Data records:

________________

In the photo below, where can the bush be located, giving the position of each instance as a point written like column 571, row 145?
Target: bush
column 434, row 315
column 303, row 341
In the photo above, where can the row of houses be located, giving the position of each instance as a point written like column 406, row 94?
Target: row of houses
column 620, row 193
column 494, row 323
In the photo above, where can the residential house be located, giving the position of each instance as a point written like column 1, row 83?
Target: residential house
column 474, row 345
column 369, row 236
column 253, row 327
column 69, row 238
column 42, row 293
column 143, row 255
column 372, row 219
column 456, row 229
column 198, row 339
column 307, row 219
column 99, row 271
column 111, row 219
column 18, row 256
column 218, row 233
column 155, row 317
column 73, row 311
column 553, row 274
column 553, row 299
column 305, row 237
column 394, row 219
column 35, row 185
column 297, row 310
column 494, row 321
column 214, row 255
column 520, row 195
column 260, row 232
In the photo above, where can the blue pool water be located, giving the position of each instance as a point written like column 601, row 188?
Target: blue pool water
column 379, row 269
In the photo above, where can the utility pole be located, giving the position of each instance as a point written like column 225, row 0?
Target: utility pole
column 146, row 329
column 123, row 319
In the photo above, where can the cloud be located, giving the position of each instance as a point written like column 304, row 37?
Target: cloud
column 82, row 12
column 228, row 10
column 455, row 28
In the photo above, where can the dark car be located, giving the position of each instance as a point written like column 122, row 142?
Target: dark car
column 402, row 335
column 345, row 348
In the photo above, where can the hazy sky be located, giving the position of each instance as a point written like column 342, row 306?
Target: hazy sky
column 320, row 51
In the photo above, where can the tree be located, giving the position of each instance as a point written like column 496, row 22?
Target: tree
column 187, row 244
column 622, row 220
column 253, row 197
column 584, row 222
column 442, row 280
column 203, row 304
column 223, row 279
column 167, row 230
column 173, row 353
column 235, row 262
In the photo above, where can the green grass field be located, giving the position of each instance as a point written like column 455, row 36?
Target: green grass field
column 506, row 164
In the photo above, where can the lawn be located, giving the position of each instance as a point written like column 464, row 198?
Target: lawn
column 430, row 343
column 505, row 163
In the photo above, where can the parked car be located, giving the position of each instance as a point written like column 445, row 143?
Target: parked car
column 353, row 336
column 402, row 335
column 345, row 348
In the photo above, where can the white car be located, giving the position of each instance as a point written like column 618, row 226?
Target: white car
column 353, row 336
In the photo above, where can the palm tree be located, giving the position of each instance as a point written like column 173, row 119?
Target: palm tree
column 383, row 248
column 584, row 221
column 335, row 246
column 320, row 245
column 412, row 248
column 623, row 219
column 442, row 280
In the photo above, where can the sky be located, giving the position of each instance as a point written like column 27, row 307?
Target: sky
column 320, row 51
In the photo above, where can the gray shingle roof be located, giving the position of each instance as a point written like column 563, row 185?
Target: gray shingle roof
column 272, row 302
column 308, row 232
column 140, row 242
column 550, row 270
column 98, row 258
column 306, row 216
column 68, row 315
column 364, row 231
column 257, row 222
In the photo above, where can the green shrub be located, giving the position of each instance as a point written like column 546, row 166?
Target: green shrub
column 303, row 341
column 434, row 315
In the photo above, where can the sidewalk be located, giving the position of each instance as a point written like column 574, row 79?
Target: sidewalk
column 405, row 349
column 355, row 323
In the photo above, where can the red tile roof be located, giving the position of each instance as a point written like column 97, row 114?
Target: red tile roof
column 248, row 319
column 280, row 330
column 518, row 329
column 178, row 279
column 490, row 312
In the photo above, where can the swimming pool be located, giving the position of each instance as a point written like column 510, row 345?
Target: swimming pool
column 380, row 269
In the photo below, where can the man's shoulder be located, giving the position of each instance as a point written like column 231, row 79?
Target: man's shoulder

________________

• Your goal: Go through the data, and copy each line in which the word "shoulder" appears.

• Solution to this problem:
In the photo below, where can the man's shoulder be located, giving the position of each instance as a point written like column 231, row 79?
Target: man's shoulder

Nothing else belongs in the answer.